Ethical issues (British sociologists associations) & ethics committee.
-Security - all data must be in accordance with GDPR guidelines.
-Confidentiality - anonymity.
-Deception - should be honest with participants.
-Informed consent - participants should be aware of aims of study & that they are part of research.
-Protection from harm - participants should not be in any form of harm.
Unconventional issues
-Values of sociologists - personal interests & theoretical perspective.
-Aim of research - used to further knowledge or inform social policy.
-Research preferences - what methods they prefer.
-Quantitative or qualitative.
-Validity
-Reliability
-Representativeness
Quantitative methods: questionaries
Social surveys involve gaining info in a standardised manner.
Used to:
-find out facts about population.
-uncover differences in beliefs, values & behaviour.
-to test a hypothesis.
2 types of questionaries:
-self completed.
-structured interview.
Closed & Open questionaries
Closed - designed to get quantitative results. Quick & easy to analyse (pre set responses).
Open - asks respondent to answer in their own words & designed for qualitative info.
Longitudinal survey
Surveys which use a sample over time to survey. These show clear social changes.
What affects research?
-Sociologist values: current social issues ie. In 1960s society was more concerned with gender inequality so further research into this.
-Funding bodies: funded by an external body ie. govt, charities, businesses. As they pay, they’ll affect what & how we research.
Why do we have non representative sampling?
- Theoretical reasons: interprevists aren’t necessarily concerned with representing all individuals, rather with understanding individual norms.
- Practical reasons: time, money & access can be an issue.
Access
-Wallis 1976: church leaders refused to cooperate so he had to find ex members. In this way he created a non-representative sample of church members to study.

DATASET SECTION:
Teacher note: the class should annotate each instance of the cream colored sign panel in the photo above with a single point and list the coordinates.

INSTRUCTIONS:
1. In the notes on sociological research, copy the passage from "-Protection from harm" to "-Quantitative or qualitative.", changing "social policy" to "government policy".
2. Write the next part of the notes on sociological research, picking up after their final entry.
The lines on this page were taken from a separate source.

ANSWERS PROVIDED:
1.
-Protection from harm - participants should not be in any form of harm.
Unconventional issues
-Values of sociologists - personal interests & theoretical perspective.
-Aim of research - used to further knowledge or inform government policy.
-Research preferences - what methods they prefer.
-Quantitative or qualitative.

2.
-Charlton et al 2001: study of young children’s mobile phones use & abuse used an opportunity sample of school children to the absence of any available sampling.
Advantages & Disadvantages of closed questionaries
ADV:
-quick.
-quantitative (easy to analyse).
-allow to compare with other sets of data.
-easily replicable.
DIS:
-cant explain question to ppt (could be confusing).
-cant follow up with extra questions.
-ppt may not agree with any of the answers.
Advantages & Disadvantages of open questionaries.
ADV:
-ppt isn’t limited with set of answers so they can be expressive.
-richer data - interviewer can follow up with more questions.
-answers are longer & more depth.
DIS:
-qualitative (hard to quantify & analyse).
-hard to complete.
-open to interpretation so might be interpreted different to intent.
Postal / Self questionaries
When ppt picks up or is sent a questionnaire which they fill out themselves and return by post or via the internet.
Longitudinal - ADV & DIS
ADV:
-patterns & trends.
-can quantify & analyse.
DIS:
-high dropout rate.
-expensive.
Michael Rutter
Used questionaries to gain large quantities of data from 12 schools. Large & more representative data. Still not representative of all schools in London. He was given funding.
However, questionaries usually suffer with a low response rate which makes data unrepresentative.
E.g. Hites 1991 study of “love passion & emotional violence” sent out 100,000 but only 4.5% were returned.
Advantages of questionaries
Practical:
-inexpensive.
-postal ones allow geographically dispersed samples.
-easy to quantify.
-can test hypothesis.
Theoretical:
-possible to survey large sample - representative.
-geographically dispersed sample.
-no interview bias.
-reliable & replicable.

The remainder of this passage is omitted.